This commit adds PECI cputemp and dimmtemp hwmon drivers.

Signed-off-by: Jae Hyun Yoo <jae.hyun.yoo@linux.intel.com>
Reviewed-by: Haiyue Wang <haiyue.wang@linux.intel.com>
Reviewed-by: James Feist <james.feist@linux.intel.com>
Reviewed-by: Vernon Mauery <vernon.mauery@linux.intel.com>
Cc: Alan Cox <alan@linux.intel.com>
Cc: Andrew Jeffery <andrew@aj.id.au>
Cc: Andrew Lunn <andrew@lunn.ch>
Cc: Andy Shevchenko <andriy.shevchenko@intel.com>
Cc: Arnd Bergmann <arnd@arndb.de>
Cc: Benjamin Herrenschmidt <benh@kernel.crashing.org>
Cc: Fengguang Wu <fengguang.wu@intel.com>
Cc: Greg KH <gregkh@linuxfoundation.org>
Cc: Guenter Roeck <linux@roeck-us.net>
Cc: Jason M Biils <jason.m.bills@linux.intel.com>
Cc: Jean Delvare <jdelvare@suse.com>
Cc: Joel Stanley <joel@jms.id.au>
Cc: Julia Cartwright <juliac@eso.teric.us>
Cc: Miguel Ojeda <miguel.ojeda.sandonis@gmail.com>
Cc: Milton Miller II <miltonm@us.ibm.com>
Cc: Pavel Machek <pavel@ucw.cz>
Cc: Randy Dunlap <rdunlap@infradead.org>
Cc: Stef van Os <stef.van.os@prodrive-technologies.com>
Cc: Sumeet R Pawnikar <sumeet.r.pawnikar@intel.com>
---
 drivers/hwmon/Kconfig         |  28 ++
 drivers/hwmon/Makefile        |   2 +
 drivers/hwmon/peci-cputemp.c  | 783 ++++++++++++++++++++++++++++++++++++++++++
 drivers/hwmon/peci-dimmtemp.c | 432 +++++++++++++++++++++++
 4 files changed, 1245 insertions(+)

TO DO ::
Answer these questions about the commit message above:
(a) Who signed off on the commit?
(b) How many people are listed as reviewers?
(c) How many insertions does drivers/hwmon/peci-dimmtemp.c account for?

EXTRACTED DATA ::

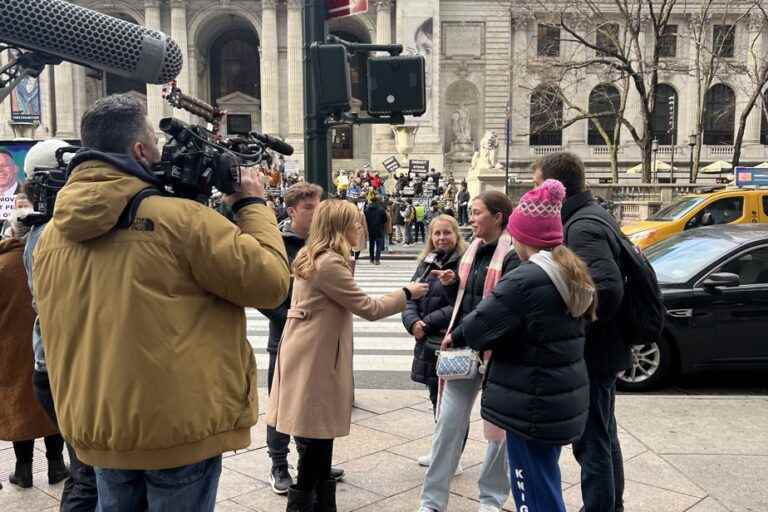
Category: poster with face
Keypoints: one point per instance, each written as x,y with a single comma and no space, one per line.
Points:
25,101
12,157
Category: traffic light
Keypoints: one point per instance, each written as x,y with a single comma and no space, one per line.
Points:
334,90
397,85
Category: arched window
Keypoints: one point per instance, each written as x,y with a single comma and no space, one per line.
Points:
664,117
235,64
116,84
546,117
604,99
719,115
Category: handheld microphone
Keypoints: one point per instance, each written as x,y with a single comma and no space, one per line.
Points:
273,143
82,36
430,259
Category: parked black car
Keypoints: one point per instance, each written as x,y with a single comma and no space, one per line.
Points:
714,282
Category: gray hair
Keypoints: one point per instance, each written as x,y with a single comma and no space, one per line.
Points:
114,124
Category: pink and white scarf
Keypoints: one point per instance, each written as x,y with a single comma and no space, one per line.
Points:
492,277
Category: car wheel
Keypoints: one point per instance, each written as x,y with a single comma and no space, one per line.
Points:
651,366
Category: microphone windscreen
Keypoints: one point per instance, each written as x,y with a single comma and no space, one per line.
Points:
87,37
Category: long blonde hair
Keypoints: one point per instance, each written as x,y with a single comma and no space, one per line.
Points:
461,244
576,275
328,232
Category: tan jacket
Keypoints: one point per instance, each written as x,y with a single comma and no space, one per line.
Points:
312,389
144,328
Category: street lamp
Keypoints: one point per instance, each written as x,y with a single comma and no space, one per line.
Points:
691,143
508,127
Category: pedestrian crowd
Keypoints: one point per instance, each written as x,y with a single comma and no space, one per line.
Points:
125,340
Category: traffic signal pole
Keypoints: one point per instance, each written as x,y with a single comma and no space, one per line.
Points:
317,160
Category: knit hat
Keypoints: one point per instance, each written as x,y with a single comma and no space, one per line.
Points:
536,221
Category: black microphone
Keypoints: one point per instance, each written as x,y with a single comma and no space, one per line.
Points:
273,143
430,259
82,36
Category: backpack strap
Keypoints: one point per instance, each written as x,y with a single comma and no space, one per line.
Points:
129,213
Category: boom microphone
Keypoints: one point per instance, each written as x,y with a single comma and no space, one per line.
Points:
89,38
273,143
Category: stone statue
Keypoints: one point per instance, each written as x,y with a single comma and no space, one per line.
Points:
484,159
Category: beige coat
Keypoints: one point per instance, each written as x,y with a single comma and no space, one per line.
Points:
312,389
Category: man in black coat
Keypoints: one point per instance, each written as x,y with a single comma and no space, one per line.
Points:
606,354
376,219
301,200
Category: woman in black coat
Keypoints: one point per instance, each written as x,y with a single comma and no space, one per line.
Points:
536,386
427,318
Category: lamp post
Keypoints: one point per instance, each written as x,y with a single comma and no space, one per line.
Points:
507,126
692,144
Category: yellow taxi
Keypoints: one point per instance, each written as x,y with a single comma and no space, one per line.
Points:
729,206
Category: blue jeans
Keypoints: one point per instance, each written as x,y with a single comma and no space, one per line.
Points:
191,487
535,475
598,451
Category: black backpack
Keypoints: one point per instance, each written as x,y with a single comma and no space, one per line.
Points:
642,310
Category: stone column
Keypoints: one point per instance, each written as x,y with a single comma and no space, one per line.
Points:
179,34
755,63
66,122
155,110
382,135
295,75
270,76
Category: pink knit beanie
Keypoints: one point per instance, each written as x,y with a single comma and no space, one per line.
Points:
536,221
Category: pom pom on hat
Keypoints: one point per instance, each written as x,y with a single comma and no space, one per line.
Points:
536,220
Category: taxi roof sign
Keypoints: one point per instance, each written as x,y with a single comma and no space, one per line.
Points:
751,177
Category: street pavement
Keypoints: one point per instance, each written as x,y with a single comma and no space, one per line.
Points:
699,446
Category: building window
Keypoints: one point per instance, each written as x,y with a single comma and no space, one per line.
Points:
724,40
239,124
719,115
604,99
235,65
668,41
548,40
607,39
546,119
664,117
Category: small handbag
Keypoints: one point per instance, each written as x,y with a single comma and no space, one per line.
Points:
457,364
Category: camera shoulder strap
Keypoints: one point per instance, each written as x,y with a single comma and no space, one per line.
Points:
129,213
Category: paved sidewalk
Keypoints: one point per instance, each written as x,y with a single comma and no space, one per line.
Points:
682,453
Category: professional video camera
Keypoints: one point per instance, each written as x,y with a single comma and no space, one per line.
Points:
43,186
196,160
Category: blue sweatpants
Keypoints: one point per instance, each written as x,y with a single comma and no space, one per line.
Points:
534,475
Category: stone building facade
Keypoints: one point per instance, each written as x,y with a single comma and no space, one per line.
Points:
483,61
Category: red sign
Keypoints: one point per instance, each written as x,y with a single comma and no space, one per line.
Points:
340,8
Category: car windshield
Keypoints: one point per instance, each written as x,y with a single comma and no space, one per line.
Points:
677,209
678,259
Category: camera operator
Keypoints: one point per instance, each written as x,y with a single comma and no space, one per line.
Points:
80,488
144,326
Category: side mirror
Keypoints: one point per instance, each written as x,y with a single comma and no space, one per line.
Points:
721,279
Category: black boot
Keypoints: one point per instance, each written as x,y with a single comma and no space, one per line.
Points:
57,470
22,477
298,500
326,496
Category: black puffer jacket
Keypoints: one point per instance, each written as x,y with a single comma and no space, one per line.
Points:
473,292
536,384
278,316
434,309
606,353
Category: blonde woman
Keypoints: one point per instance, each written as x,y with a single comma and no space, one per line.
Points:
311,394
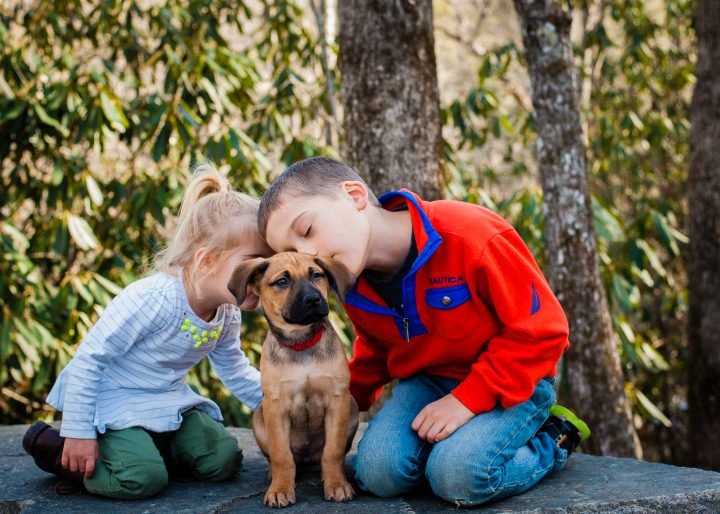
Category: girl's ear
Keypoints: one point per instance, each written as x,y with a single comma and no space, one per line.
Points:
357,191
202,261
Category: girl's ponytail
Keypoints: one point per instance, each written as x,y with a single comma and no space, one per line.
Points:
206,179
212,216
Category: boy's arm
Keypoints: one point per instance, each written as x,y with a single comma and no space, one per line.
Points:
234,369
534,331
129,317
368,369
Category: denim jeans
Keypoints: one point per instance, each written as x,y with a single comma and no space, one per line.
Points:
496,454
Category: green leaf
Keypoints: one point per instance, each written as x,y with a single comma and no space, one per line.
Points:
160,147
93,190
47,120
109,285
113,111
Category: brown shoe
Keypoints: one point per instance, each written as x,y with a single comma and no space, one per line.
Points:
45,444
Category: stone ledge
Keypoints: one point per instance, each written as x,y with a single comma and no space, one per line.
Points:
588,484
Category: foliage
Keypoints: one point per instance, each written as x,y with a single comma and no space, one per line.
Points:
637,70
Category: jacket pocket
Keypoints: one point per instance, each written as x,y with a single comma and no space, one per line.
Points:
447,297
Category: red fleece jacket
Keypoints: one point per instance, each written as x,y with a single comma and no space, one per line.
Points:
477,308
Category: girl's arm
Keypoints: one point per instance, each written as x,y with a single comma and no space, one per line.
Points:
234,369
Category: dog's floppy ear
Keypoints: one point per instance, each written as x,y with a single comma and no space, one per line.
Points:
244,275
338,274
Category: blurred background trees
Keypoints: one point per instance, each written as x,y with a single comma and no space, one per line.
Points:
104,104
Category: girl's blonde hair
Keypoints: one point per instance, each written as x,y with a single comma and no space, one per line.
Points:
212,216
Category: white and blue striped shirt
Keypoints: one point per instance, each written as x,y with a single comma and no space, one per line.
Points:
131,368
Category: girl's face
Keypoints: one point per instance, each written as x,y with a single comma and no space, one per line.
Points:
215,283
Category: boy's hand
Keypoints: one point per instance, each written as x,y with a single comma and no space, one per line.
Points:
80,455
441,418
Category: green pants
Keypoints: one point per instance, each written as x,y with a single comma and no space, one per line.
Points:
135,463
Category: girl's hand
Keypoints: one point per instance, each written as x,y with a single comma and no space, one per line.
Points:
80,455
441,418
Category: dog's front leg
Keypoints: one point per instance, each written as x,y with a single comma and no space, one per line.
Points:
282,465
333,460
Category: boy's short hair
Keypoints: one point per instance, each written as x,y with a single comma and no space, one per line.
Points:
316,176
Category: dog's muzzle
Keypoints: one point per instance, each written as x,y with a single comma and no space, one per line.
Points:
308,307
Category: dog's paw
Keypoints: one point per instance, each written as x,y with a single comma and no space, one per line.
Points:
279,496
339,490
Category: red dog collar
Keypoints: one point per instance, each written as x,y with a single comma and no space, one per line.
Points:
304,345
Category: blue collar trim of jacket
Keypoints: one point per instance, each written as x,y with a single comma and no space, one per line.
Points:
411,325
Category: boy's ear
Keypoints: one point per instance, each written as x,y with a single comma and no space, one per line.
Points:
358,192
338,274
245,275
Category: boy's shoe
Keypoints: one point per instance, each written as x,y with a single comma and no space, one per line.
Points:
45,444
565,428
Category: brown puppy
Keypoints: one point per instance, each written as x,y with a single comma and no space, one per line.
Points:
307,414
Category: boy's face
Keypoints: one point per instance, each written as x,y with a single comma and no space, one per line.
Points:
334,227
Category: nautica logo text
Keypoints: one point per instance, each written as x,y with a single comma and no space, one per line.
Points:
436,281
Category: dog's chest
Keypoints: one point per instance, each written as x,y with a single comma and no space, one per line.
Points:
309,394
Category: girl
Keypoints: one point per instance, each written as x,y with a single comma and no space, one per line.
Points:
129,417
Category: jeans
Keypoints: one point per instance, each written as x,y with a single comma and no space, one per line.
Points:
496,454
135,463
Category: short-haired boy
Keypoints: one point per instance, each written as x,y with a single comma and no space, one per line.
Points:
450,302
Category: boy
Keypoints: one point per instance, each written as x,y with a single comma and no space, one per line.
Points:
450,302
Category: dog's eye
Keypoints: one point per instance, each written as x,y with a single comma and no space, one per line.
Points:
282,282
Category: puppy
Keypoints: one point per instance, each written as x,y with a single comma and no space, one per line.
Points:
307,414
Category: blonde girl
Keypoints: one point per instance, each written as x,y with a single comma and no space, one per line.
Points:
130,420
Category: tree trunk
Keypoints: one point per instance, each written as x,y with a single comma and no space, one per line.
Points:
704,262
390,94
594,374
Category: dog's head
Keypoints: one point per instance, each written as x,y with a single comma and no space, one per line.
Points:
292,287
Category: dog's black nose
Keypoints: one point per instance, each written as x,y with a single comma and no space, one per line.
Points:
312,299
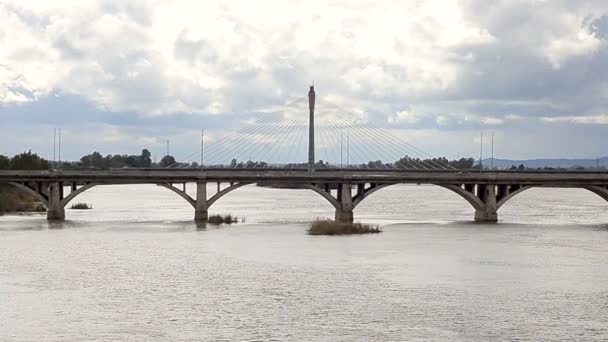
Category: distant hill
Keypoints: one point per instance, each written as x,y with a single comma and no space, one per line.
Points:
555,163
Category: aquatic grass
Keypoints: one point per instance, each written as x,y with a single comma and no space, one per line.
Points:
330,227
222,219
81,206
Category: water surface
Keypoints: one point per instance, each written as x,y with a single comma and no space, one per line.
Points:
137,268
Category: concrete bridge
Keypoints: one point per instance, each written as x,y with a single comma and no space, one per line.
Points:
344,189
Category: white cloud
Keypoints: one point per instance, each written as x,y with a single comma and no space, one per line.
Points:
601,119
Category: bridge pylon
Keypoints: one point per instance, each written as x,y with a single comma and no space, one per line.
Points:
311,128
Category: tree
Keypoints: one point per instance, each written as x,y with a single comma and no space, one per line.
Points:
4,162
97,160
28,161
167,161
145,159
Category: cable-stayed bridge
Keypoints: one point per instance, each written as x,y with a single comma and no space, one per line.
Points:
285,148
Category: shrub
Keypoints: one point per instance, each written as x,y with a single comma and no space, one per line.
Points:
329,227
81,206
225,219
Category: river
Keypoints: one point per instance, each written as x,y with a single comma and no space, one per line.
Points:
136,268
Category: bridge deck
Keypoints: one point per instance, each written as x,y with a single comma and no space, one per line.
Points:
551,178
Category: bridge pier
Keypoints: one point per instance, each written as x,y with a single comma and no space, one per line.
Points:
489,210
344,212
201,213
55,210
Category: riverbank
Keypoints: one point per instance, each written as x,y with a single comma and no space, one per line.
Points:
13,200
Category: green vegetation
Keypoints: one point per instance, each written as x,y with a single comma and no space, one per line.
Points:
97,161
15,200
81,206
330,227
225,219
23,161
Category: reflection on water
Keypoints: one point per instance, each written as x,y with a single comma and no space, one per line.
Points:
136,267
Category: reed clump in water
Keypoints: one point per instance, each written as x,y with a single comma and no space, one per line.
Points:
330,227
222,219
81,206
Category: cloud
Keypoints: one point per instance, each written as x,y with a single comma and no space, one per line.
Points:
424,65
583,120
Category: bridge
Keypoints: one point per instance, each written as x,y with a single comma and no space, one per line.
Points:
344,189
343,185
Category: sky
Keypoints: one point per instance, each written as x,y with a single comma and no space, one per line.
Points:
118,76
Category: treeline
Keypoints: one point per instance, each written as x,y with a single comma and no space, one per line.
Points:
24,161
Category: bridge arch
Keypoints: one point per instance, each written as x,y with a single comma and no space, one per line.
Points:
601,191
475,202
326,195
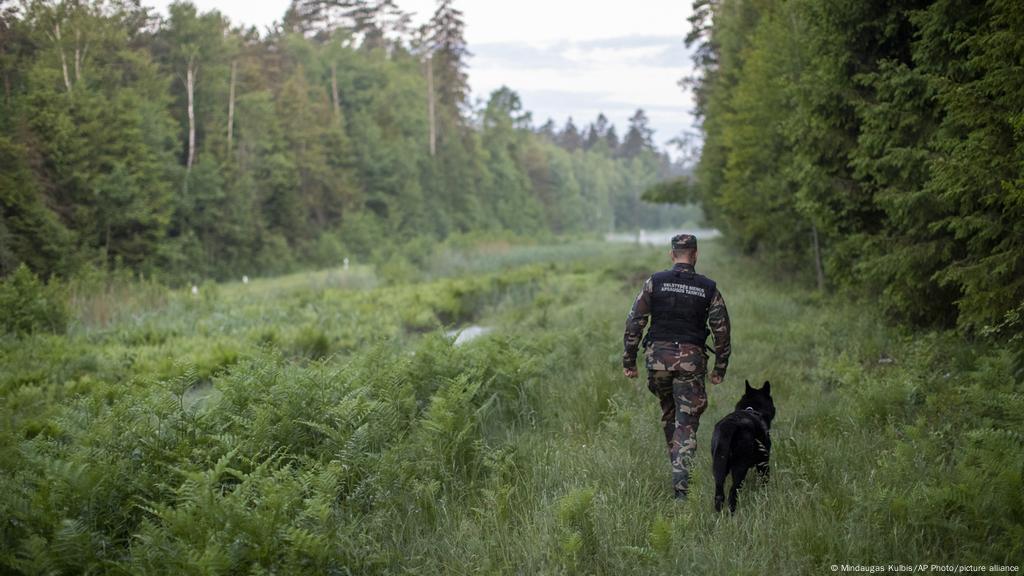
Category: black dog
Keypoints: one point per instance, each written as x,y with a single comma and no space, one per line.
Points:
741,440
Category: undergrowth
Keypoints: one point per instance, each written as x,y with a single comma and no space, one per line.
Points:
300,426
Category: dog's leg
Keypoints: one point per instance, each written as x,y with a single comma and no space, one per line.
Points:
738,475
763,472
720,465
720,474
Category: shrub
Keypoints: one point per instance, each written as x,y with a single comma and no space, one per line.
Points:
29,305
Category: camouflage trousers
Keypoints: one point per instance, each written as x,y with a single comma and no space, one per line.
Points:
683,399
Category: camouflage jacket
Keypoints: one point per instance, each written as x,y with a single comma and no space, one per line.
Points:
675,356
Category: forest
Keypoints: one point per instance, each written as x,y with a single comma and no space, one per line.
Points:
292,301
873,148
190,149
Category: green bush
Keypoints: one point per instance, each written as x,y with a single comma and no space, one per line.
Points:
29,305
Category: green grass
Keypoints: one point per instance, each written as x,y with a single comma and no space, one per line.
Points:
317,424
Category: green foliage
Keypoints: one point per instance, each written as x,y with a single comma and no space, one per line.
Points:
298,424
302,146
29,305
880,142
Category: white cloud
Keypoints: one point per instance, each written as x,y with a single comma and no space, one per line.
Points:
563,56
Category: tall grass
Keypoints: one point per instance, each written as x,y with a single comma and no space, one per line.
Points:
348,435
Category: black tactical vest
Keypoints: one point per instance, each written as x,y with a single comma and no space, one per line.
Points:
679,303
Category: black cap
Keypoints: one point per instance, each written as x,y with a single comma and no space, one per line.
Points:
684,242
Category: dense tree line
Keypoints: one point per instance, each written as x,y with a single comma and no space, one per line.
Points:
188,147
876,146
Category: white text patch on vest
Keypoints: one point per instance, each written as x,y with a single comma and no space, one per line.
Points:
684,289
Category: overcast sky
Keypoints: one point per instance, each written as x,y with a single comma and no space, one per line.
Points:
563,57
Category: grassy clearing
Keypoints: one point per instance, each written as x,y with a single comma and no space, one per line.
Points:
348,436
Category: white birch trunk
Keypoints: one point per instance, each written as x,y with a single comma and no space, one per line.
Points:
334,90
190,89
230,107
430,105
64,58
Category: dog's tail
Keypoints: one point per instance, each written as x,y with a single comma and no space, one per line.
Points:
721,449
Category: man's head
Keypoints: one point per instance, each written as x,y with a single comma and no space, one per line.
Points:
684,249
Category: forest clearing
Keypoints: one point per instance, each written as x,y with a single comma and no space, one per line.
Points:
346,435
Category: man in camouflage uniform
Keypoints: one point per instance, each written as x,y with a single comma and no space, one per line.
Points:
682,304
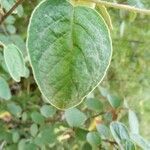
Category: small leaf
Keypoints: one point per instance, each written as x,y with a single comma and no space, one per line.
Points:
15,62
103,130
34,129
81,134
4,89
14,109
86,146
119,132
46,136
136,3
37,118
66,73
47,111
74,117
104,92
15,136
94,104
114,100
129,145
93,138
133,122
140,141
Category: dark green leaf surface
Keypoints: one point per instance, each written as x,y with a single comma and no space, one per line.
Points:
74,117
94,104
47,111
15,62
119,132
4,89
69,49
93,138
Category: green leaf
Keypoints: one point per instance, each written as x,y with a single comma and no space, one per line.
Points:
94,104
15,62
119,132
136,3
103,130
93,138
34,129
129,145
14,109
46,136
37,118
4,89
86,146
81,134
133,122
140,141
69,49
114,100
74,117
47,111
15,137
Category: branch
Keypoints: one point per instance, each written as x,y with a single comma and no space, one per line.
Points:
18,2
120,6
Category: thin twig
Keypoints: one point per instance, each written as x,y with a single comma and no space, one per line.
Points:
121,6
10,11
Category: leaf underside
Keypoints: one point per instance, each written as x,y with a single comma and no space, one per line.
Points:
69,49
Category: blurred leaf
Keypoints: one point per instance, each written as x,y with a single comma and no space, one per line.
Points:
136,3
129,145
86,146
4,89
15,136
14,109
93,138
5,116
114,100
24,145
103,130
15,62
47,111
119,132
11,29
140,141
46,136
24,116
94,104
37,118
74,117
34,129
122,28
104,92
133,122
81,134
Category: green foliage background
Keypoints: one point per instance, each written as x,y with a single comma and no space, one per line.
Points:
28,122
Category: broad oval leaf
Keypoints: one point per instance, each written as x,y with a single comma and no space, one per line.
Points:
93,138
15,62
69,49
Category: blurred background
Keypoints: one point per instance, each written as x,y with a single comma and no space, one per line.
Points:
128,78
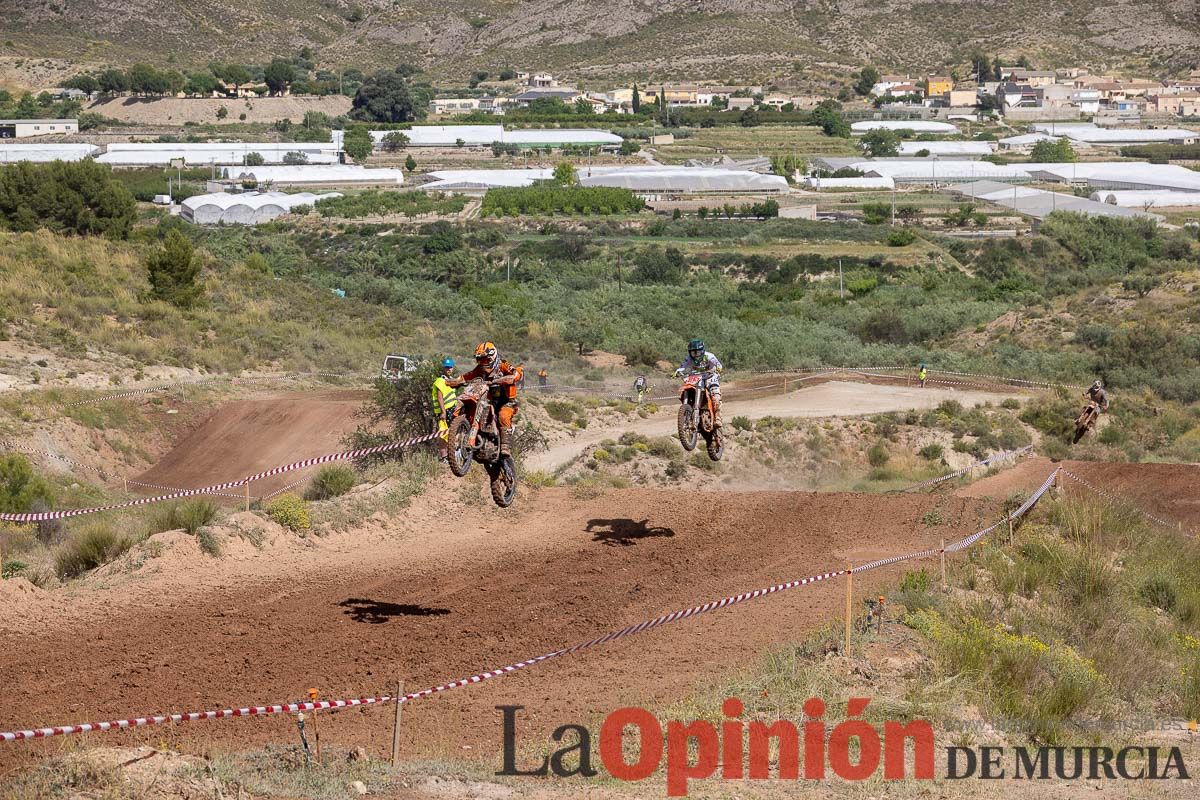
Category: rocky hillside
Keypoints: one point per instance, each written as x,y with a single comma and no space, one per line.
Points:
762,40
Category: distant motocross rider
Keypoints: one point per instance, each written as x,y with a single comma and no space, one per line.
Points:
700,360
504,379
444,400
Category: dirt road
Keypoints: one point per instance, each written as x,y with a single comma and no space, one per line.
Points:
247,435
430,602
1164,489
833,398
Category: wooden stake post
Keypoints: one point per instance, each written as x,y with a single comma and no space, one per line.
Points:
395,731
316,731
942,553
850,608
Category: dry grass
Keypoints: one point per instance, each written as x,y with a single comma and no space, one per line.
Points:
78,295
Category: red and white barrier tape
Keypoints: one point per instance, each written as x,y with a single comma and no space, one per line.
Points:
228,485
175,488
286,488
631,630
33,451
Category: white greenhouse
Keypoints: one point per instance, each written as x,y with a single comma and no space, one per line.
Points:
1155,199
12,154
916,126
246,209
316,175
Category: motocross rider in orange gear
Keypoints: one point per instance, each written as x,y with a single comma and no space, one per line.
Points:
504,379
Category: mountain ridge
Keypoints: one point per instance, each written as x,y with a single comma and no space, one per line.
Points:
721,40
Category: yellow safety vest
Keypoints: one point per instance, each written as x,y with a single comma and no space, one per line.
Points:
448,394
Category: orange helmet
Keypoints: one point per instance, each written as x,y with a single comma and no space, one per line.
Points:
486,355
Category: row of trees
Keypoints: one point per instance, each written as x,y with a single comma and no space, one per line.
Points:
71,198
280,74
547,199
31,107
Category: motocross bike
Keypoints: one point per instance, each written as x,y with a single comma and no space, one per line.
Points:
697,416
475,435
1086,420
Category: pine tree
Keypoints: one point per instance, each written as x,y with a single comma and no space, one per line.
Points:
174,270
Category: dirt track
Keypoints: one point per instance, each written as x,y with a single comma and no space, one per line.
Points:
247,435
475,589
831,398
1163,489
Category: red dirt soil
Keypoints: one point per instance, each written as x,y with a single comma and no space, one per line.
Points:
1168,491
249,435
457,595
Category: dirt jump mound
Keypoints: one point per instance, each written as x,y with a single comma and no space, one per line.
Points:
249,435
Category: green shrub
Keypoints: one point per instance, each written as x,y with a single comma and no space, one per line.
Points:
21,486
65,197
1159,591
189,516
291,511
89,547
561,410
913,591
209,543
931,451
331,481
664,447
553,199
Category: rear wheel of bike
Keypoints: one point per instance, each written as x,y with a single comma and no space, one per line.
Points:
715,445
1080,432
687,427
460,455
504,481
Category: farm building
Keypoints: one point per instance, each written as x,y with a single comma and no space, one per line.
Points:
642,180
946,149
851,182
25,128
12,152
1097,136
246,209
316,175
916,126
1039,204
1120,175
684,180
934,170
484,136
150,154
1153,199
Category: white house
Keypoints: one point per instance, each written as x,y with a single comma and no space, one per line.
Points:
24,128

RESULT ::
(a) Jae Hyun Yoo
(b) Three: Haiyue Wang, James Feist and Vernon Mauery
(c) 432